§ **The request**
Rewrite the records starting at the line that contains "block, giving x and y for each instance?" and ending at the end of the records, replacing "sidewalk" with "pavement" and leaving everything else unchanged.

§ **Provided material**
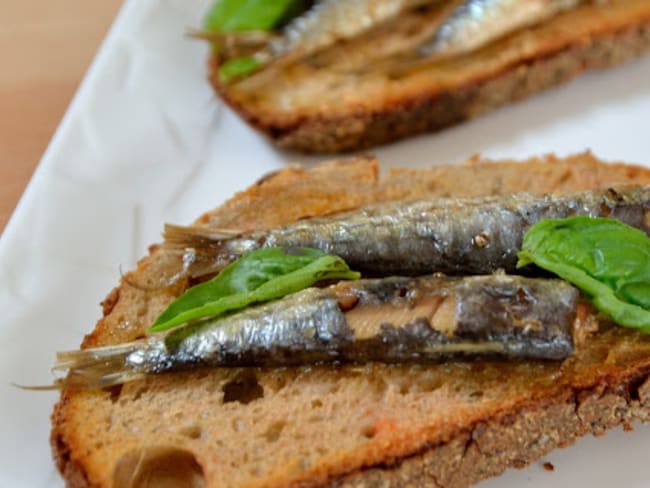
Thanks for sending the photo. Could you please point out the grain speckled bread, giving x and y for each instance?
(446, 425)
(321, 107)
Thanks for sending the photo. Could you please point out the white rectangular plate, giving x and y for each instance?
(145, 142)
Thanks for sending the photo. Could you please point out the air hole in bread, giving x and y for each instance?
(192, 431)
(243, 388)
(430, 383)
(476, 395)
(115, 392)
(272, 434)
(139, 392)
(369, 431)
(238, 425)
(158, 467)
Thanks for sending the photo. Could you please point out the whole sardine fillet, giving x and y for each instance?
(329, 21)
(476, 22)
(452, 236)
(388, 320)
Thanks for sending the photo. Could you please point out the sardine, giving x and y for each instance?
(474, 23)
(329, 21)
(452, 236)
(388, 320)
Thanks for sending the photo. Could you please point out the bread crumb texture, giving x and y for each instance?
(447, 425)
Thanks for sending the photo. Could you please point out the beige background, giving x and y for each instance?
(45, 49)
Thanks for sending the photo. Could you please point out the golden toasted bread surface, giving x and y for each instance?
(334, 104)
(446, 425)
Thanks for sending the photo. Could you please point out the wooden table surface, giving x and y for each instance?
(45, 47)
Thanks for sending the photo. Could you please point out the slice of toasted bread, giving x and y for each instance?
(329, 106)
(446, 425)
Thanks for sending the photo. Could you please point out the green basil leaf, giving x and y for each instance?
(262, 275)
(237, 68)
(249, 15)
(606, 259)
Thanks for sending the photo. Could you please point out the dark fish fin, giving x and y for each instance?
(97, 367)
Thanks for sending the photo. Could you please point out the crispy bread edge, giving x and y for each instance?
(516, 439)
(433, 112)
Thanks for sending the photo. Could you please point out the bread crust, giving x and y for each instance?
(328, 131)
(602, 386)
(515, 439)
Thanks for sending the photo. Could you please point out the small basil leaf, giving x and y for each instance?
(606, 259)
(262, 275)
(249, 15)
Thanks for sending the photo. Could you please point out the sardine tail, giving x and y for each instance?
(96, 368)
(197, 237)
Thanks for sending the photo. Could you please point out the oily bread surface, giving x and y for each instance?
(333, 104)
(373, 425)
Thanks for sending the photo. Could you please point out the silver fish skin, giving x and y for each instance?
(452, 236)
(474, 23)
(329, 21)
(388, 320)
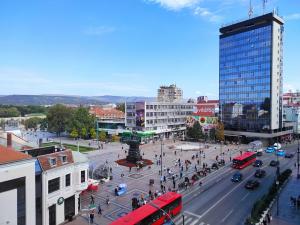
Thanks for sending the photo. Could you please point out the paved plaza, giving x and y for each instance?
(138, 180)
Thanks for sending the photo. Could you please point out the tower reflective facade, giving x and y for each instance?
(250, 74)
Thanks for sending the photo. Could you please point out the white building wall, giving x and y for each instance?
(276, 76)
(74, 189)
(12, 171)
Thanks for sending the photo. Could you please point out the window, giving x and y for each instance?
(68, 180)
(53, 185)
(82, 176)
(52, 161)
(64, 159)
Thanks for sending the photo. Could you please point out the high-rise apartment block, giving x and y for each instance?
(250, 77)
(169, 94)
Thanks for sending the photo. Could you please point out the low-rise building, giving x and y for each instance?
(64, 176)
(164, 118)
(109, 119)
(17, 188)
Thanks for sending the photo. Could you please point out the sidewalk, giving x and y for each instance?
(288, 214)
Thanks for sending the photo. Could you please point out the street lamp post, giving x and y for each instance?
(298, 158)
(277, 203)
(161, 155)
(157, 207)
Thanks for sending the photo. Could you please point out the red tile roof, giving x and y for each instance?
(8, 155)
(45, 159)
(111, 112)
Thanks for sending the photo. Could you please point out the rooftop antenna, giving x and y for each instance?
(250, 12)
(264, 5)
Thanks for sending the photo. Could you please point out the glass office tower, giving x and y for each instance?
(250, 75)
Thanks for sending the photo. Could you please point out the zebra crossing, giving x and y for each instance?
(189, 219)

§ **Exercise response**
Thanks for sending the photo. Could you please point out the high-rise apartment block, giving x and y for each instance?
(250, 77)
(169, 94)
Thanks for sending the photo. Could you please point out the low-rise building, giving x and y for each instance?
(64, 176)
(164, 118)
(109, 119)
(17, 188)
Thanks for sending the photo. Could you please point out the pavement, giving x and y for each instance?
(288, 214)
Thanks for sending the photo. Could you please point out the street lamp post, giving x and y for each instance?
(298, 158)
(277, 203)
(161, 155)
(157, 207)
Thanks for sending the photo. Could you please point out the red tile roof, giving x and y for each instance?
(8, 155)
(45, 159)
(111, 112)
Thanks for sending the photo. Could you please point out the rooftop antenna, giving x and y for each instance?
(250, 12)
(264, 5)
Thanks for sending the photo. Could you please point out the glass office tower, giving x and y for each instance?
(250, 75)
Thanks for sending the photo. Could you please point out the zebra crossing, giving x and y for each instance?
(189, 219)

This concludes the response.